Kelly’s life, meanwhile, has the arc of ordinary tragedy. He’s grieving for his wife Wendy (Qing Dewen) and his daughter Meimei, who died in a car accident. The only two industries he’s ever worked in, academia and public radio, are both crumbling, though he never found great passion or success in either one. His return to Baltimore has an air of defeat; though he spent part of his youth there, he was eager to leave, and even his parents have moved on. He has a dark, potentially felonious secret, but he’s already forgiven himself. And in the grand scheme of such a byzantine, morally ambiguous novel, the secret seems relatively minor.
Kelly reflects on his life in order to examine what it is to be white. Given that the vast majority of published authors and their characters are white, it’s astonishing how rare such an examination feels. Readers and writers are trained to see white characters as blank canvases, primed for whatever the writer wants to depict. A nonwhite character comes preloaded with expectations, and worse, is a choice that must be explained, and a book with a protagonist of color is necessarily an “identity” book. But a book with a white protagonist can be any kind of book it pleases, and its universe is allowed to be blithely unaware of race altogether. Mulling on whiteness is dangerous territory. The privilege is so vast and inherent that it’s difficult to make white characters’ race a source of sympathy, and meaningful revelations are in short supply. White readers know what it’s like to be white, obviously, and readers of color had no choice but to learn – to see how we’re seen, in order to advance, avoid harassment, and navigate a hostile world.
But Row, through Kelly, manages to draw new and provocative insights from this seemingly shallow well. He depicts the trajectory of the “Good White Person”: a bleeding-heart Democrat who still chooses to live among other white people for “the schools, the parks, the playgrounds, the excellent restaurants,” and whose children are only exposed to black people through babysitters, maids, and community service. Who flee from the suffering of others, leaving whole cities to collapse. Who live with an almost pleasurable “frisson of guilt,” vote for Obama, and spout off facts about the African-American struggle to other white people at parties to feel good about themselves. Who are surprised and offended when told that they’re part of the problem.
Kelly calls it “white dreamtime,” and it’s thrown in his face – first as a grad student, by his (Chinese) thesis supervisor, then by Martin, years later, who has voluntarily woken from the dream: “You feel like you had to work hard for what you’ve got, but not that hard, in the end, right?”
They dismiss his depression as a phase, his self-loathing as a choice. They explain that because he has access to almost every space, there are some spaces where he should not “push [his] way in.” He cannot really live in Wudeng, China, the place where he met Wendy and the backdrop of so much happiness, not the way he wants to – as a citizen, someone who belongs. Kelly feels the truth of what they’re saying, but also the quiet, personal agitation of having your feelings diminished and seeing the door you want to pass through closed (even while an almost infinite number lay open). Martin, and his surgeon in Bangkok, can open that door.
Writing about some of the most divisive topics of our time, Row pulls no punches. Your Face in Mine isn’t a “well-handled” or “sensitive” treatment of race; it’s provocative, uneasy, and audacious. As with the best speculative works, it presents a hypothetical, literally post-racial future to comment on our very racial present. The result is a unique entry into an urgent conversation.

▶ **TASK 1**
Using the review of Your Face in Mine, decide whether each statement below agrees with it. Answer yes or no for each, quoting the deciding words. (a) Kelly's wife and daughter died in a car accident. (b) In his youth, Kelly was eager to stay in Baltimore. (c) The novel is a "sensitive" treatment of race.
▶ **TASK 2**
Answer these questions from the review of Your Face in Mine: (a) In which two industries has Kelly worked? (b) Who first confronted Kelly with "white dreamtime" when he was a grad student? (c) Where did Kelly meet Wendy?

▶ **SOURCE MATERIAL**
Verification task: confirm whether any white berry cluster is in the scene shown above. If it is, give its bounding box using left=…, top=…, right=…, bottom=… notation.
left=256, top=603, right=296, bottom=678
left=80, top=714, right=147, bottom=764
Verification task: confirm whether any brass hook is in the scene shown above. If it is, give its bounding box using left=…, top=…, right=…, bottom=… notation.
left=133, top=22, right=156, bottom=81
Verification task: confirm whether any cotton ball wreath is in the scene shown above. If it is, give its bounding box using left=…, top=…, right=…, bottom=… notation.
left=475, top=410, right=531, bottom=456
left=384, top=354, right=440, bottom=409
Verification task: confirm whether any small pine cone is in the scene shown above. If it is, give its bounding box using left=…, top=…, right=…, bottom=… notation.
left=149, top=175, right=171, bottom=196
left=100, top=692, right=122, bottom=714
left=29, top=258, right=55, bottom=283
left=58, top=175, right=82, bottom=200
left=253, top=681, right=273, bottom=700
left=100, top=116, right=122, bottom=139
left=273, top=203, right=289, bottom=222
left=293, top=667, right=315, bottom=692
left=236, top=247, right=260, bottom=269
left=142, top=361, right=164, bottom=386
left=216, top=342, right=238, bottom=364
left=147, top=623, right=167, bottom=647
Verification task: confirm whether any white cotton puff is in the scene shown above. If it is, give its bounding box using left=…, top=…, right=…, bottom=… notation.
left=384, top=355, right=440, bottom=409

* * *

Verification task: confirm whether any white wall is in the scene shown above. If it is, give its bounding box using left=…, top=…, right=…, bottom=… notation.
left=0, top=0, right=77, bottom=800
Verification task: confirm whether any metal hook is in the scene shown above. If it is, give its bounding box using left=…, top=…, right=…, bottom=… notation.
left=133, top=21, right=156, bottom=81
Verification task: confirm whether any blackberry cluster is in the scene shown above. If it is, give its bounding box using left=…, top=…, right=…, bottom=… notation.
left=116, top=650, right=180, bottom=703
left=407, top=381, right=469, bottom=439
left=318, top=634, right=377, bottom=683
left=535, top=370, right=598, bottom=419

▶ **RESPONSE BOX 1**
(a) Yes: "who died in a car accident"
(b) No: "he was eager to leave"
(c) No: "Your Face in Mine isn’t a “well-handled” or “sensitive” treatment of race"

▶ **RESPONSE BOX 2**
(a) Academia and public radio
(b) His Chinese thesis supervisor
(c) Wudeng, China